- PROBLEM TO SOLVE:
Exactly as they appear, restate the lines of the material, from the first through the one containing "Looking at the image above, identify the bundle".

- PROVIDED ENTRIES:
-------------------------
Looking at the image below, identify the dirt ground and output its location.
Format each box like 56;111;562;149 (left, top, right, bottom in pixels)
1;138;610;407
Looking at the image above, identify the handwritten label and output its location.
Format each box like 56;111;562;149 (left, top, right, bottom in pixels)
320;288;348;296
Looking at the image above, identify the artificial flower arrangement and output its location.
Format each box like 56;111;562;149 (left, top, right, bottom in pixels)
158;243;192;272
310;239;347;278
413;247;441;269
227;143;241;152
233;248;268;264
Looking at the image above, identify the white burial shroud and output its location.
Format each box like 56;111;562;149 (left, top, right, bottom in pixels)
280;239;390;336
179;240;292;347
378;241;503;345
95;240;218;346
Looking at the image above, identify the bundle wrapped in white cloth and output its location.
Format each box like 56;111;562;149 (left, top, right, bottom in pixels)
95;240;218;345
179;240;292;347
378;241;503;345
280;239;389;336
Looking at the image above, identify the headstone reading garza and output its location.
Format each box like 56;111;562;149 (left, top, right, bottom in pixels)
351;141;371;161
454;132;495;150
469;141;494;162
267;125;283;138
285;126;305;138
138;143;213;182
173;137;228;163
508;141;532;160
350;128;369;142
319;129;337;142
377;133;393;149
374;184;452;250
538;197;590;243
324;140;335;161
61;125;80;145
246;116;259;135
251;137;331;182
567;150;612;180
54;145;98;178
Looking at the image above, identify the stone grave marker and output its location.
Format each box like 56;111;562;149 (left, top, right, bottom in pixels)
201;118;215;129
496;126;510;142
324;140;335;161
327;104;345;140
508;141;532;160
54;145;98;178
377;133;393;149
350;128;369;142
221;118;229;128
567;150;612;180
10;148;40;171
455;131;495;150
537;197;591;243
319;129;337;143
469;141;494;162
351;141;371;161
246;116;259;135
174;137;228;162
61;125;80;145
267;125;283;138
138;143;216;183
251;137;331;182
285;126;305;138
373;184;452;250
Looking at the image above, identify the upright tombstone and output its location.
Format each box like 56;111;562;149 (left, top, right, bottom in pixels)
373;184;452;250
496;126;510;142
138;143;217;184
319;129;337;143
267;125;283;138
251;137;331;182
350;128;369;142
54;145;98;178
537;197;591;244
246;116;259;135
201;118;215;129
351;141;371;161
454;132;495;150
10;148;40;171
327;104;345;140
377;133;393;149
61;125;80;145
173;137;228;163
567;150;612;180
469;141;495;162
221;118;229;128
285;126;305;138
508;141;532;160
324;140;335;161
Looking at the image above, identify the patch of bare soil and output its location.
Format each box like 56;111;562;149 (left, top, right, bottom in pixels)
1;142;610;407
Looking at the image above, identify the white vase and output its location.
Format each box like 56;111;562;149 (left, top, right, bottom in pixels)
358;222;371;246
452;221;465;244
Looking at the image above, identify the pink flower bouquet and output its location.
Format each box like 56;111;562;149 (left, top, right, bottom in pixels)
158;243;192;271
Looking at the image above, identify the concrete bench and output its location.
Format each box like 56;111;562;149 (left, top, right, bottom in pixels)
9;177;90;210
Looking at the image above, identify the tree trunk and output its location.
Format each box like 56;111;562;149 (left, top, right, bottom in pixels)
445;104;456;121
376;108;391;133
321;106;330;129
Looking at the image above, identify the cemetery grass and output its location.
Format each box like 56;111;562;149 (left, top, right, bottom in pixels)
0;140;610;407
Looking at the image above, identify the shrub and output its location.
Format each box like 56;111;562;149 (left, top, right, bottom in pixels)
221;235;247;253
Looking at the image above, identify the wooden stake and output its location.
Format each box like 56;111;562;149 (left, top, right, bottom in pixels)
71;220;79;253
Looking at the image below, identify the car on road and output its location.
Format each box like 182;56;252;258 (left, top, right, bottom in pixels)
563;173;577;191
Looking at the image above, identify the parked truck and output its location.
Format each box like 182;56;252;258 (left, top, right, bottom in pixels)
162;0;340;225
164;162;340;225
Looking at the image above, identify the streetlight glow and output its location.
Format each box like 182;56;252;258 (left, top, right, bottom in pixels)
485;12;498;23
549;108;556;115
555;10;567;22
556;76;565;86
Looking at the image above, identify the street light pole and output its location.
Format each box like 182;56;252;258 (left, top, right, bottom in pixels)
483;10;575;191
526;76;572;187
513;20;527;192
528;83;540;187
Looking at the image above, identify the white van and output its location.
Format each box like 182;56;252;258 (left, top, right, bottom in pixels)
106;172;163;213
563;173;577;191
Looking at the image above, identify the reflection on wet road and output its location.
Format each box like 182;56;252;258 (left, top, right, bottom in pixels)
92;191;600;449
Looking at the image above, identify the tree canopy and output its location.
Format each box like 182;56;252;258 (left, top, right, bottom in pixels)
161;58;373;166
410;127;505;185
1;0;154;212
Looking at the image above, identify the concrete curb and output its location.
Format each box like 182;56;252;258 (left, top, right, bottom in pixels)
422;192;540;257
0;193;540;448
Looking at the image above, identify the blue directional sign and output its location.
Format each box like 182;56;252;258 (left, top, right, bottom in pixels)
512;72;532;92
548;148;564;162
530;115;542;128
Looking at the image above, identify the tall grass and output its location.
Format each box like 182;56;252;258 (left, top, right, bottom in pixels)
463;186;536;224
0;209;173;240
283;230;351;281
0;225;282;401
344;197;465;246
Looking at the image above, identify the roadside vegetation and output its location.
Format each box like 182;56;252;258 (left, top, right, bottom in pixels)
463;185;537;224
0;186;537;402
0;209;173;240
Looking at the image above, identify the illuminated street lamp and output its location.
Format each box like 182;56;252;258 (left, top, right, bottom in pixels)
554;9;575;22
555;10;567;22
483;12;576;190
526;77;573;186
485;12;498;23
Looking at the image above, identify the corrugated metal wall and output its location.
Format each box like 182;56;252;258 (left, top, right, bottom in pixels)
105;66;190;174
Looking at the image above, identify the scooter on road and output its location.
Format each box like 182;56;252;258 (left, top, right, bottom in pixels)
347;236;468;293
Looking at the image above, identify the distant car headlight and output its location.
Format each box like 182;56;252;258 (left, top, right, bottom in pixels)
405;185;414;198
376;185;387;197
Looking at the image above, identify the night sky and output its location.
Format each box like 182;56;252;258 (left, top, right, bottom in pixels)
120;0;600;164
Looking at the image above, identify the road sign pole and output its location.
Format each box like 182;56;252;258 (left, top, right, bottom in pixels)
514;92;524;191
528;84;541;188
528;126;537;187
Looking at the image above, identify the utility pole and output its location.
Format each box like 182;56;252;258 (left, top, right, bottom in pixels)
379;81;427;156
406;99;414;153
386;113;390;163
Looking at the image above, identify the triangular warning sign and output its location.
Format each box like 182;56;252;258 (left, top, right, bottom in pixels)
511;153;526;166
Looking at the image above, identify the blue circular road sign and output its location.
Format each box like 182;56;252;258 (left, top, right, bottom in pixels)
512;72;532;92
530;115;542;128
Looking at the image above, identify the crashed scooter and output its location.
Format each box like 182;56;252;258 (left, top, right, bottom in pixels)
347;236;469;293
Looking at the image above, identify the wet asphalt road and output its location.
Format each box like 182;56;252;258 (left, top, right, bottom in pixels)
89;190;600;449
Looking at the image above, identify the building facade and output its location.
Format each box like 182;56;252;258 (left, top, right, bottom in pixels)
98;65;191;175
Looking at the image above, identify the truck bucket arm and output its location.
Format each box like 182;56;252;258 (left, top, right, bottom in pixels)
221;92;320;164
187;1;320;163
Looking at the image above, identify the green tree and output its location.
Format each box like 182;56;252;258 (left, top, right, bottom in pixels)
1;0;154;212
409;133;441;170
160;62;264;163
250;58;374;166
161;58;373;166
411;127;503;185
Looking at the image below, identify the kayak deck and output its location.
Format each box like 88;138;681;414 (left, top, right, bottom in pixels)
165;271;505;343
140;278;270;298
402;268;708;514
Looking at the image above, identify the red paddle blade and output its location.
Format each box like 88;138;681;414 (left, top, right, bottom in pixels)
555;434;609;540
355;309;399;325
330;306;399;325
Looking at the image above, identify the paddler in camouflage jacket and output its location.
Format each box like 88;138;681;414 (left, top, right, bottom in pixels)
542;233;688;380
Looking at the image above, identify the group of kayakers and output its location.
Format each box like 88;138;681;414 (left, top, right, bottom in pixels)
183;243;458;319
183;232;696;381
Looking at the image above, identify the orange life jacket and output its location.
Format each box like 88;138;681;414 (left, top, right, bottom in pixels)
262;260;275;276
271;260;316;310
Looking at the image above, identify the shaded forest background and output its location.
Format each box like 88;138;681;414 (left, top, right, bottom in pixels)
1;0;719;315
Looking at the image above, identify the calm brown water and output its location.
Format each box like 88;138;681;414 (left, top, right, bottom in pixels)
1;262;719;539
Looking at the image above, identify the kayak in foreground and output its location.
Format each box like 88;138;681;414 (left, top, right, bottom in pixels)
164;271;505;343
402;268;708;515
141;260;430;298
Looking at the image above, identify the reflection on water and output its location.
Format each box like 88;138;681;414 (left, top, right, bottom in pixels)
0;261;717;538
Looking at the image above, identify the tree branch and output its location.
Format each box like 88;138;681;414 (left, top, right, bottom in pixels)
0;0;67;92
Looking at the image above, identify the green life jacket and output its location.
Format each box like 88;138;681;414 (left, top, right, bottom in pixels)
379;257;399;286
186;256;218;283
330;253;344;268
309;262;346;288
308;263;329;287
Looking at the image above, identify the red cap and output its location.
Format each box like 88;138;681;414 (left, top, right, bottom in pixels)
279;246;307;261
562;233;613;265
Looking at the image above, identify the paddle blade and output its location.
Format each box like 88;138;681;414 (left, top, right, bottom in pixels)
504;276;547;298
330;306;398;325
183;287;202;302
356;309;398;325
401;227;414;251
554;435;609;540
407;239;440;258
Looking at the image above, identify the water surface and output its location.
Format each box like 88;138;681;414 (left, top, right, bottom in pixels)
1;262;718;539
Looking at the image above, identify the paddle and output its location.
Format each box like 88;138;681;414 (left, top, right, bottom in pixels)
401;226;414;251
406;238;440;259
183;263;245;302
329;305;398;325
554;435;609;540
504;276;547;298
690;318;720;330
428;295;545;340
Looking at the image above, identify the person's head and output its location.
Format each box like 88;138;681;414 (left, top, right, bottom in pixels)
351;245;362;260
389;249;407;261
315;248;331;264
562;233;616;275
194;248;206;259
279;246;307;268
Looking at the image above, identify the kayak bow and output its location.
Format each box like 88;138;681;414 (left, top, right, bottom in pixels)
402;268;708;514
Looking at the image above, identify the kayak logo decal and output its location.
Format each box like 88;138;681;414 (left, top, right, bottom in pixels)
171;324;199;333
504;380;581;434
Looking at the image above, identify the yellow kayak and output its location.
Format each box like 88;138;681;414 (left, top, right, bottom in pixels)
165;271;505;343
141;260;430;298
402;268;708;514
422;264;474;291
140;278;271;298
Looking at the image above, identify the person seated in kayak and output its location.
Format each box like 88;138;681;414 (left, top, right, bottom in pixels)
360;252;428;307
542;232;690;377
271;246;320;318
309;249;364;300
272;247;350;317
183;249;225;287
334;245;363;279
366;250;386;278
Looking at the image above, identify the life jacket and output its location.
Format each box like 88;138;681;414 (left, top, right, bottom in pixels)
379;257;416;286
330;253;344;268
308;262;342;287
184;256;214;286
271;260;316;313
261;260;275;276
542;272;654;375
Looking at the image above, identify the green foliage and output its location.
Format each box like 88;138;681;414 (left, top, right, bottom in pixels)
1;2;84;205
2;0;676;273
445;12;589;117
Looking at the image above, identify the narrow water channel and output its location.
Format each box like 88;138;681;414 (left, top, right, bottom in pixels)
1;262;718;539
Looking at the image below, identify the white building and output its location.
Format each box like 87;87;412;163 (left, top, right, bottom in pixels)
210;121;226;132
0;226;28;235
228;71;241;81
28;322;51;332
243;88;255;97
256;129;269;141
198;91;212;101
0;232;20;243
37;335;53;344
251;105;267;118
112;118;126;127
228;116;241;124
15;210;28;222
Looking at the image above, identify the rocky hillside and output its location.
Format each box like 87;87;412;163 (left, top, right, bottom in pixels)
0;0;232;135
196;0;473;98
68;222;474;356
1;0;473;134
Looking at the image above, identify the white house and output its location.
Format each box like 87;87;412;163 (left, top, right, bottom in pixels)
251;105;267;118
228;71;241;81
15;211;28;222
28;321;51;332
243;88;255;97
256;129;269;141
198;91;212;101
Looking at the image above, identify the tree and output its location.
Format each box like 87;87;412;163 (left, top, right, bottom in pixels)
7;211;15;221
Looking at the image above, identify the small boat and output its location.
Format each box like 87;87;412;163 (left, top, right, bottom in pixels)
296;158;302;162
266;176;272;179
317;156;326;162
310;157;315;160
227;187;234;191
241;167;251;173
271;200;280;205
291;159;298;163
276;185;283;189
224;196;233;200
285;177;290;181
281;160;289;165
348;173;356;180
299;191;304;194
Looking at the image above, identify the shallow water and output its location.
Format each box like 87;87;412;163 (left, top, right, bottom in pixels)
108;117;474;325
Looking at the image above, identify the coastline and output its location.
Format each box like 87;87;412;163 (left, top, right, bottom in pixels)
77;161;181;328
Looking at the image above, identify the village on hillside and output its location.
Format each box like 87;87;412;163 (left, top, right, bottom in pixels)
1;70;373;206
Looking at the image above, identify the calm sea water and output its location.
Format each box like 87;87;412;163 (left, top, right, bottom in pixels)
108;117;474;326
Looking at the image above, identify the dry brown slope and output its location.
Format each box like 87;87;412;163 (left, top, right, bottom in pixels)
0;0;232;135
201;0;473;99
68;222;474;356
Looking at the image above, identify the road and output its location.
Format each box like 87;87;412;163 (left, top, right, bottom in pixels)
-------------------------
- TASK RESULT:
Looking at the image below, identify the dirt ground and output its location.
Format each box like 56;111;562;149 (left, top, right, bottom in pixels)
1;138;610;407
Looking at the image above, identify the handwritten label and output its location.
Format each box like 56;111;562;149 (left, top, right, bottom in pixels)
320;288;348;296
Looking at the image above, identify the artificial flower arrangement and output its location.
Format each box like 56;111;562;149 (left, top, right, bottom in pixels)
158;243;192;272
310;239;347;278
413;247;441;269
227;143;241;152
233;248;268;264
Looking at the image above, identify the white burial shroud and output its location.
Format each box like 56;111;562;149 (left, top, right, bottom in pixels)
280;239;390;336
179;240;292;347
378;241;503;345
95;240;218;346
Looking at the image above, identify the bundle wrapped in white cloth and output its location.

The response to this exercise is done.